**TASKS FOR THIS EXERCISE:**
a. In the text on molecular simulation in the Human Brain Project, which kind of simulation can model how proteins diffuse within a neuron to find their interaction partners?
b. Resume the text on molecular simulation in the Human Brain Project after its final sentence.

[[ DOCUMENT SEGMENT open ]]

Finally, we have published a new methodology particularly useful to investigate different pathways of ligands in receptors (Capelli et al, JCP Lett 2019, Bonomi et al, Nature Methods 2019)

We have established protocols for the application of the tauRAMD method to membrane-bound receptor proteins to compute the residence times of their ligands. We are working on their application to studying ligand-GPCR dissociation under different conditions (presence or allosteric ligand, membrane composition, conformation).

We are aiming at developing user-friendly tools that will reveal the main determinants of ligand unbinding processes, providing guidelines for ligand optimization, and for understanding allosteric, agonist and antagonist effects. For this purpose, we have developed a machine learning analysis of simulated tauRAMD trajectories to decipher the molecular determinants of drug-target residence times (Kokh et al. 2019). Details and relevant data are provided in a live paper.

Many of the methods to compute binding kinetics are described in KBbox (Bruce, Ganotra et al.2019) which is an on-line toolbox designed to guide a new user in choosing an appropriate method for his or her problem.

Who's involved?

The Human Brain Project takes a multiscale approach to modelling the brain, and even when working at the smallest of spatial scales, that of individual molecules, a multiscale effort is needed to accurately model the molecular processes that occur within a neuron.

To allow us to study reactions of how enzymes are able to convert their substrate molecules into their products, we require quantum mechanical techniques that are able to model chemical reactions. Atom-resolution molecular dynamics simulations are used to investigate the internal motion of proteins, and how proteins interact with each other to modulate their activity. Coarse-grained molecular dynamics simulations can reach much longer timescales, and be used to model much larger multiprotein assemblies, allowing us to simulate processes that would not be feasible with atomically detailed simulations. Brownian dynamics simulations offer a way to model how proteins are able to diffuse within a neuron to find their interaction partners and can simulate timescales way beyond those accessible in the molecular dynamics simulations. We combine these simulation methods with a variety of bioinformatics and molecular modelling techniques.

[[ DOCUMENT SEGMENT closed ]]
[[ DATA SUPPLIED open ]]

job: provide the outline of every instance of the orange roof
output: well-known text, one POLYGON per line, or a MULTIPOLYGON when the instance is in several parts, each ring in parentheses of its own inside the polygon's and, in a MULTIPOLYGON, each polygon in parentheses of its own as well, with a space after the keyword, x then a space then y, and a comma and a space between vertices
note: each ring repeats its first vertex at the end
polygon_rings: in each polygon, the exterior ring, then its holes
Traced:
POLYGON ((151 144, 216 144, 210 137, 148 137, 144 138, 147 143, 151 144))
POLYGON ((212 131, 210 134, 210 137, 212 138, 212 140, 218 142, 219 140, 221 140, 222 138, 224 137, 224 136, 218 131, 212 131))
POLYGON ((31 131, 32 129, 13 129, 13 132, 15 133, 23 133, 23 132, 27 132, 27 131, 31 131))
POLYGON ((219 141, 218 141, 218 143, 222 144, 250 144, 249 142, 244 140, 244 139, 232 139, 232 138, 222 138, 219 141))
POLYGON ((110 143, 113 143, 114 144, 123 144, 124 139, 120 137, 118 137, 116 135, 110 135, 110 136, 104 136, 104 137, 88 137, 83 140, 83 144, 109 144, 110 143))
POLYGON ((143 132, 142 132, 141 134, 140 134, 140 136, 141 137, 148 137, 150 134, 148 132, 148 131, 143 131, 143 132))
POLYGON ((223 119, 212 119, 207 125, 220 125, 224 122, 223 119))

[[ DATA SUPPLIED closed ]]

**RESPONSES TO THE EXERCISE:**
a. Brownian dynamics simulations.

b.
The following people and their teams are driving this effort:

Paolo Carloni, Forschungszentrum Jülich, Germany

Richard Lavery, Centre National de la Recherche Scientifique, Lyon, France

Juliette Martin, Centre National de la Recherche Scientifique, Lyon, France

Modesto Orozco, Institute for Research in Biomedicine, Barcelona, Spain

Ursula Röthlisberger, École Polytechnique Fédérale de Lausanne, Switzerland

Rebecca Wade, Heidelberg Institute for Theoretical Studies, Germany

Nuria Cirauqui Diaz, Centre National de la Recherche Scientifique, Lyon, France

Francesco Colizzi, Institute for Research in Biomedicine, Barcelona, Spain

Elisa Frezza, Université Paris Descartes, France

Adam Hospital, Institute for Research in Biomedicine, Barcelona, Spain

Daria Kokh, Heidelberg Institute for Theoretical Studies, Germany

Guillaume Launay, Centre National de la Recherche Scientifique, Lyon, France

Aurelien Luciani, Institute for Research in Biomedicine, Barcelona, Spain

Daniele Narzi, École Polytechnique Fédérale de Lausanne, Switzerland

Benefit to the Community

  • We are making raw simulation data available via the Brain Simulation Platform, allowing researchers to further analyse these in their own work.
  • We are providing software and workflows that will allow the methods we have applied to be used by others in the neuroscience community. At present, the available tools include the Brownian dynamics simulation package SDA, its webserver webSDA, the protein-protein binding site prediction webserver ArDock and the library of molecular dynamics simulations MoDEL.
  • We are currently constructing a new highly parallel quantum mechanical/classical mechanical software code, that can be used to describe enzymatic reactions.  This is able to optimally use the large supercomputers which are becoming increasingly available to EU users. Indeed, the EU is greatly investing in powerful highly parallel computer architectures, and our developed code is particularly well suited for this.